◆ SOURCE TEXT:
## Begin

I have to start this by stating I was born old. What does that mean? Well, the human soul is a mysterious cosmic potato and many cultures have tried to explain it. The Greeks had the Styx giving people amnesia every time they crossed it over but learning does leave a mark, like water on rock, eventually a stream can make a canyon. Some things eventually do slip through, they're not entirely forgotten. Ever heard a kid make a weird creepy comment about a past life? Ever had a kid make an oddly wise comment adults didn't think of? That's stuff slipping through. So, my cosmic potato of a soul is old enough that I was just born old, knowing stuff, important life lessons already digested gods know how long ago.
This included human nature stuff. How people work, what makes people people. I always knew clothes were just pieces of fabric put together for warmth or because they looked nice. My mother always insisted on putting me in dresses but I wasn't the dresses. The dresses didn't make me be me. I was just a kid playing outside climbing trees and picking bugs from under the rocks, and when I started getting the "close your legs, sit like a proper lady, get down from there, everyone can see your panties" from my own mother I knew that was wrong. I was just playing, nobody should have been focusing on my underwear. So as I grew up enough to start dressing myself I went straight to pants and t-shirts. My mother didn't agree, she was oh so worried about what would people say about her for letting me get out of the house looking like that. Like what? I was like 10 wearing pants and t-shirts, I wasn't looking like a starved and sick victorian kid coming down the chimney. I was never a problematic kid, I was an undiagnosed autistic girl who was "polite and shy" and really wearing comfy clothes I didn't feel suffocated in when my mother would have preferred to have me look like a porcelain doll with frilly dresses must have been my most rebellious act.
I always knew clothes, looks, don't make a person's entire identity, that's just the first layer. I struggled with everything society was throwing at me since very early on, telling me how I should dress and look like to be what I was supposed to be, because I just didn't fit into it, at all. I was always a girl tho, that never really changed, but in my early teens I had already decided that I was more than what people understood by that.

## End

◆ DATA BLOCK:

## Begin

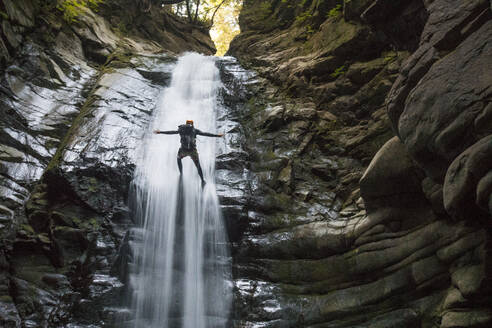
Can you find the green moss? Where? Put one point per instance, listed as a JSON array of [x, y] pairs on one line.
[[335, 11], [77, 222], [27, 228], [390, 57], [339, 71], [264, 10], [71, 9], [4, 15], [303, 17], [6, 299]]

## End

◆ TASK GOAL: Copy the part of the personal essay starting with "I always knew clothes, looks, don't" and going on through "understood by that.", substituting "the world" for "society".

◆ FULL SOLUTION:
I always knew clothes, looks, don't make a person's entire identity, that's just the first layer. I struggled with everything the world was throwing at me since very early on, telling me how I should dress and look like to be what I was supposed to be, because I just didn't fit into it, at all. I was always a girl tho, that never really changed, but in my early teens I had already decided that I was more than what people understood by that.